- Exercise instructions -
Write out the whole listing again, exactly as given.

========================================================================

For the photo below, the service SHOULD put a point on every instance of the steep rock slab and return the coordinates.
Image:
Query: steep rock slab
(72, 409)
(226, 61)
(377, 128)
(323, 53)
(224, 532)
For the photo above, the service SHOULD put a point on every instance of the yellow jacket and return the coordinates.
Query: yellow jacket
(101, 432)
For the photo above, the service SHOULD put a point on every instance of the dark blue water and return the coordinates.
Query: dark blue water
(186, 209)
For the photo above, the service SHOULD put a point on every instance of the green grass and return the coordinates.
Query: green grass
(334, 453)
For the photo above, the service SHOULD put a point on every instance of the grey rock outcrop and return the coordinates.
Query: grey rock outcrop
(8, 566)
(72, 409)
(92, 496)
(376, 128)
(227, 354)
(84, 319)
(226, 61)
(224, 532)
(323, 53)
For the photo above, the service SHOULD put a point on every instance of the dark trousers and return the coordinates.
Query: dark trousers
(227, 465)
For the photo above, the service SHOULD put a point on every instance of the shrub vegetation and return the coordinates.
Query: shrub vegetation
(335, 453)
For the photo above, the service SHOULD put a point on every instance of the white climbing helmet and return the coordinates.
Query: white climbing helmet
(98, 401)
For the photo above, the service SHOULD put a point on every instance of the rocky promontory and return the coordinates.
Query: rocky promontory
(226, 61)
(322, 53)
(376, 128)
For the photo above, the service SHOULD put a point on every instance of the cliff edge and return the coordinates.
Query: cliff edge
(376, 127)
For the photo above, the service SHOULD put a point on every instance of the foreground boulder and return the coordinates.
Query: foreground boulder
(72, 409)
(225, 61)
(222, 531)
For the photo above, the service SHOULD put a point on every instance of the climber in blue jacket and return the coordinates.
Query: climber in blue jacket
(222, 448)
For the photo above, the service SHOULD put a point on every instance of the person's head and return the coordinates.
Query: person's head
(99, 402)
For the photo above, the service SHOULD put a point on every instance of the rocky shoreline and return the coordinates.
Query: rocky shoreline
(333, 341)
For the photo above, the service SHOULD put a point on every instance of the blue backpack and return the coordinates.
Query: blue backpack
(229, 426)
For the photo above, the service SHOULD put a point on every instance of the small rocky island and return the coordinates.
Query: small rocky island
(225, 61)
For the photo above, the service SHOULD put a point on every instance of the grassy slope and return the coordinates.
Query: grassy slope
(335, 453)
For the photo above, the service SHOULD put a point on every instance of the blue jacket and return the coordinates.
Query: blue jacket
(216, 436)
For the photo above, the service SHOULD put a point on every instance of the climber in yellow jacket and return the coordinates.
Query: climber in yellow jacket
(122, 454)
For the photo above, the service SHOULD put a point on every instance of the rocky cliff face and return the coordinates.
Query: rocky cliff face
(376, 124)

========================================================================

- Response to this task -
For the photo below, the service SHOULD put a point on every instance of the steep rock slab and return the coordinates.
Image:
Query: steep rock slab
(72, 409)
(226, 61)
(377, 128)
(323, 53)
(224, 532)
For the photo above, the service SHOULD put a point on every instance of the yellow jacket and return the coordinates.
Query: yellow jacket
(101, 432)
For the photo above, the service SHOULD put a point on every instance of the dark blue water and return the coordinates.
Query: dark blue water
(186, 209)
For the photo above, the service SHOULD put a point on every instance of the green grass and return the coordinates.
Query: green grass
(334, 453)
For the photo above, the service SHOULD put a point on every instance of the grey rock outcrop and return the coordinates.
Query: grey rock outcrop
(8, 566)
(72, 409)
(92, 496)
(376, 128)
(227, 354)
(84, 319)
(226, 61)
(224, 532)
(323, 53)
For the photo above, the service SHOULD put a point on every instance of the dark trousers and return the coordinates.
Query: dark trousers
(227, 465)
For the photo above, the service SHOULD put a point on every instance of the shrub vegetation and return the coordinates.
Query: shrub vegetation
(335, 453)
For the photo above, the service SHOULD put a point on every instance of the white climbing helmet and return the coordinates.
Query: white climbing helmet
(98, 401)
For the photo above, the service SHOULD put a point on every instance of the rocky promontory and return the coordinates.
Query: rocky promontory
(226, 61)
(322, 53)
(376, 128)
For the photo above, the service SHOULD put a point on every instance of the cliff edge and return the coordinates.
Query: cliff edge
(376, 127)
For the photo above, the service SHOULD put a point on every instance of the foreground boulder and return the coordinates.
Query: foreground boulder
(72, 409)
(225, 61)
(222, 531)
For the photo above, the service SHOULD put a point on every instance of the climber in blue jacket and return the coordinates.
Query: climber in blue jacket
(222, 448)
For the photo above, the service SHOULD put a point on every instance of the person's head and return the coordinates.
Query: person's head
(99, 402)
For the photo above, the service SHOULD put a point on every instance of the rocky shoreline and return the coordinates.
Query: rocky shoreline
(333, 341)
For the photo above, the service SHOULD put a point on every instance of the blue backpack and return the coordinates.
Query: blue backpack
(229, 426)
For the photo above, the service SHOULD put a point on every instance of the small rocky island and return the coordinates.
Query: small rocky island
(225, 61)
For the photo above, the service SHOULD put a point on every instance of the grassy slope and return the coordinates.
Query: grassy slope
(335, 453)
For the photo above, the service SHOULD put a point on every instance of the blue jacket and return the coordinates.
Query: blue jacket
(216, 436)
For the photo above, the service SHOULD put a point on every instance of the climber in yellow jacket and return the coordinates.
Query: climber in yellow jacket
(122, 454)
For the photo above, the service SHOULD put a point on every instance of the rocky cliff face and return the coordinates.
Query: rocky cliff face
(376, 124)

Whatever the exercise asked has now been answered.